=== EXERCISE INSTRUCTIONS ===
Although pictures appear in the records, the copy must leave them out and match everything else exactly.

=== DATA SUPPLIED ===
________________________________________
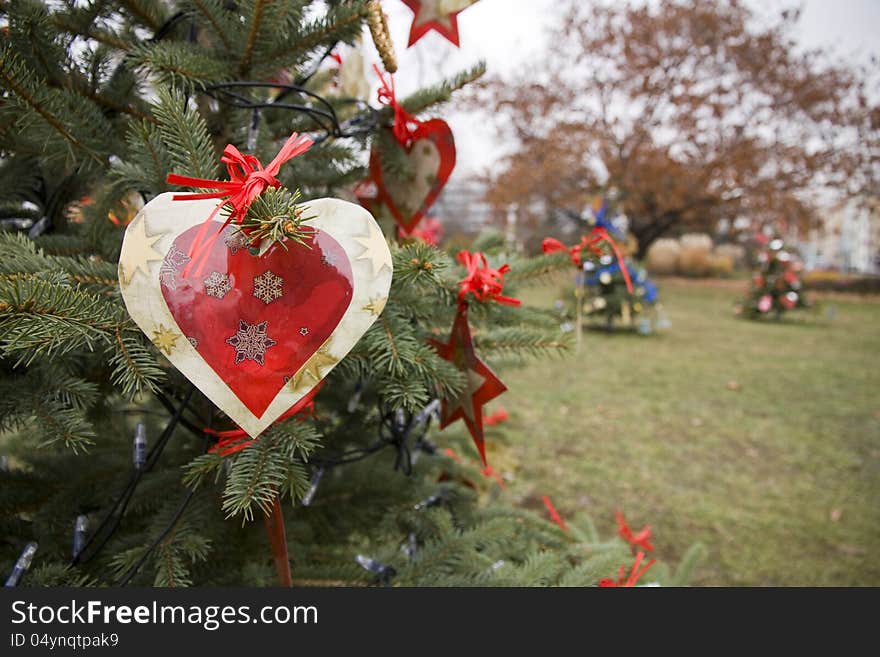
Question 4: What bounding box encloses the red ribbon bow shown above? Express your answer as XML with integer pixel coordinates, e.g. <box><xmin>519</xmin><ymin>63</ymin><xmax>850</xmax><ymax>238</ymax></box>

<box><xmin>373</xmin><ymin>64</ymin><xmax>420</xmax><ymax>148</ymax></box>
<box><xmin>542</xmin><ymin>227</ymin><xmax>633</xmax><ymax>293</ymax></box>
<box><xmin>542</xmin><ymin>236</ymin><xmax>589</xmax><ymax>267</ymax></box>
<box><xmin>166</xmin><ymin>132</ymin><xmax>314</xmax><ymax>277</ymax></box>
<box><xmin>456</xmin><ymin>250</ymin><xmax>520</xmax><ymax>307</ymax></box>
________________________________________
=== FINISHED EXERCISE ===
Question 4: What bounding box encloses the red ribbon bow shown above? Express your answer as XML with integer pixel coordinates, e.g. <box><xmin>519</xmin><ymin>63</ymin><xmax>850</xmax><ymax>238</ymax></box>

<box><xmin>373</xmin><ymin>64</ymin><xmax>420</xmax><ymax>148</ymax></box>
<box><xmin>542</xmin><ymin>227</ymin><xmax>633</xmax><ymax>293</ymax></box>
<box><xmin>542</xmin><ymin>236</ymin><xmax>589</xmax><ymax>267</ymax></box>
<box><xmin>166</xmin><ymin>132</ymin><xmax>314</xmax><ymax>277</ymax></box>
<box><xmin>456</xmin><ymin>250</ymin><xmax>520</xmax><ymax>307</ymax></box>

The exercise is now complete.